* _Given exercise_:
Extract every line of the data below verbatim, leaving out the pictures.

* _Excerpt from a dataset_:
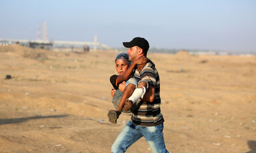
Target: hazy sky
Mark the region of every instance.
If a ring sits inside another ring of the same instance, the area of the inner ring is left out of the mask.
[[[256,53],[255,0],[0,0],[0,38],[36,39],[39,22],[53,41]]]

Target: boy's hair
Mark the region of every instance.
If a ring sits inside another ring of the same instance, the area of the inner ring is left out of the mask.
[[[129,55],[126,53],[118,54],[117,57],[115,57],[115,62],[116,62],[117,59],[125,59],[127,61],[128,64],[131,64],[131,61],[129,61]]]

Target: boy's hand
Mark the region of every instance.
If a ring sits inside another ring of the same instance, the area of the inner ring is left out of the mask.
[[[121,92],[123,92],[123,90],[125,90],[125,81],[123,81],[122,83],[120,83],[119,85],[118,86],[118,88],[119,88]]]
[[[115,95],[115,88],[112,88],[111,89],[111,96],[112,96],[112,97]]]
[[[135,60],[135,61],[134,61],[134,63],[135,65],[145,65],[147,63],[147,57],[141,57],[137,60]]]

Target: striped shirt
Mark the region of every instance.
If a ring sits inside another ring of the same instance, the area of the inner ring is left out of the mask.
[[[133,112],[131,121],[136,125],[144,126],[163,123],[164,119],[160,110],[160,79],[155,65],[147,63],[140,72],[136,69],[133,77],[139,81],[147,81],[155,88],[155,99],[152,102],[141,100],[141,105]]]

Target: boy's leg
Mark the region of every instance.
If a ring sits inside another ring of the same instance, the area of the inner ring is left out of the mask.
[[[148,86],[148,83],[146,81],[140,81],[138,84],[138,87],[135,89],[134,92],[133,92],[132,95],[129,96],[129,98],[127,98],[125,99],[123,110],[128,111],[134,104],[136,104],[137,100],[144,96]]]

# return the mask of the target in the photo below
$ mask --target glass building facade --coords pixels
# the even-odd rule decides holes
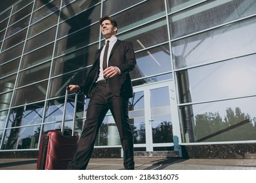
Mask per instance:
[[[41,133],[60,127],[66,86],[83,83],[103,45],[104,15],[135,51],[135,152],[256,142],[255,1],[22,0],[0,12],[0,152],[38,150]],[[79,93],[79,133],[89,100]],[[108,112],[95,148],[116,147]]]

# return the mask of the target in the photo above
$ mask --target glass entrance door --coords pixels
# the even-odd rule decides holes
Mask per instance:
[[[173,82],[168,82],[134,89],[129,118],[135,152],[179,152],[179,124],[173,85]]]

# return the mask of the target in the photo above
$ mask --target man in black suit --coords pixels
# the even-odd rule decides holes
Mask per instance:
[[[135,67],[135,55],[130,42],[119,41],[116,37],[117,25],[114,19],[104,16],[100,24],[106,44],[96,52],[95,63],[83,86],[69,86],[71,92],[79,92],[81,88],[91,99],[77,150],[68,169],[86,169],[98,129],[109,109],[123,149],[123,166],[125,169],[134,169],[133,138],[129,124],[128,101],[133,95],[129,73]],[[105,52],[105,50],[108,51]],[[106,60],[107,66],[104,66]]]

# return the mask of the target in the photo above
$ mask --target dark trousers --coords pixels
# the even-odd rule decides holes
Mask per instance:
[[[68,169],[86,169],[99,128],[108,109],[118,129],[123,149],[123,166],[125,169],[134,169],[133,138],[129,124],[128,101],[128,98],[113,95],[108,83],[96,85],[88,105],[87,118],[77,152]]]

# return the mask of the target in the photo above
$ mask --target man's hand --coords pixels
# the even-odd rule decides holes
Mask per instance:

* _Answer to this exercise_:
Target: hazy sky
Mark the region of every instance.
If a ring sits inside another ring of the same instance, the area of the inner ring is left out of the mask.
[[[256,53],[255,0],[0,0],[0,38],[36,39],[39,22],[53,41]]]

Target: boy's hair
Mark the region of every instance.
If a ring sits inside another ring of the same instance, the area of the inner ring is left out of the mask.
[[[129,55],[126,53],[118,54],[117,57],[115,57],[115,62],[116,62],[117,59],[125,59],[127,61],[128,64],[131,64],[131,61],[129,61]]]

Target: boy's hand
Mark the region of every instance.
If a ring sits inside another ring of the same instance, the area of the inner ring is left out of the mask.
[[[121,92],[123,92],[123,90],[125,90],[125,81],[123,81],[122,83],[120,83],[119,85],[118,86],[118,88],[119,88]]]
[[[115,95],[115,88],[112,88],[111,89],[111,96],[112,96],[112,97]]]
[[[135,60],[135,61],[134,61],[134,63],[135,65],[145,65],[147,63],[147,57],[141,57],[137,60]]]

Target: striped shirt
Mark the region of every instance.
If a ring sits inside another ring of the same instance, the area of the inner ring is left out of the mask.
[[[133,112],[131,121],[136,125],[144,126],[163,123],[164,119],[160,110],[160,79],[155,65],[147,63],[140,72],[136,69],[133,77],[139,81],[147,81],[155,88],[155,99],[152,102],[141,100],[141,105]]]

Target: boy's leg
Mark the region of every instance.
If a ring sits inside another ring of the same instance, the area of the inner ring is left out of the mask.
[[[148,86],[148,83],[146,81],[140,81],[138,84],[138,87],[135,89],[134,92],[133,92],[132,95],[129,96],[129,98],[127,98],[125,99],[123,110],[128,111],[134,104],[136,104],[137,100],[144,96]]]

# return the mask of the target in the photo below
$ mask --target glass building facade --coords pixels
# the even-odd rule decides holes
Mask per instance:
[[[41,133],[60,127],[66,86],[83,83],[103,45],[104,15],[135,51],[135,152],[256,142],[255,1],[22,0],[0,12],[0,152],[38,150]],[[79,93],[79,133],[89,100]],[[108,112],[95,148],[116,147]]]

# return the mask of the target in the photo above
$ mask --target glass entrance door --coords pixels
# the even-odd rule decides holes
Mask per instance:
[[[173,82],[168,82],[134,89],[129,118],[135,152],[179,152],[179,124],[173,85]]]

# return the mask of the target in the photo above
$ mask --target man in black suit --coords pixels
# the even-odd rule decides holes
Mask per instance:
[[[135,67],[135,55],[130,42],[119,41],[116,37],[117,25],[114,19],[104,16],[100,24],[106,44],[96,52],[95,63],[83,86],[69,86],[71,92],[79,92],[81,88],[91,99],[77,150],[68,169],[86,169],[98,129],[109,109],[123,149],[123,166],[125,169],[134,169],[133,138],[129,124],[128,101],[133,95],[129,73]],[[105,52],[105,50],[108,51]],[[106,60],[107,66],[104,66]]]

# return the mask of the target in the photo above
$ mask --target dark trousers --coords pixels
# the even-odd rule decides holes
Mask per instance:
[[[68,169],[86,169],[99,128],[108,109],[118,129],[123,149],[123,166],[125,169],[134,169],[133,138],[129,124],[128,101],[128,98],[113,95],[108,83],[96,85],[88,105],[87,118],[77,152]]]

# return the mask of the target in the photo above
$ mask --target man's hand --coords pixels
# the even-odd rule decides holes
Mask per instance:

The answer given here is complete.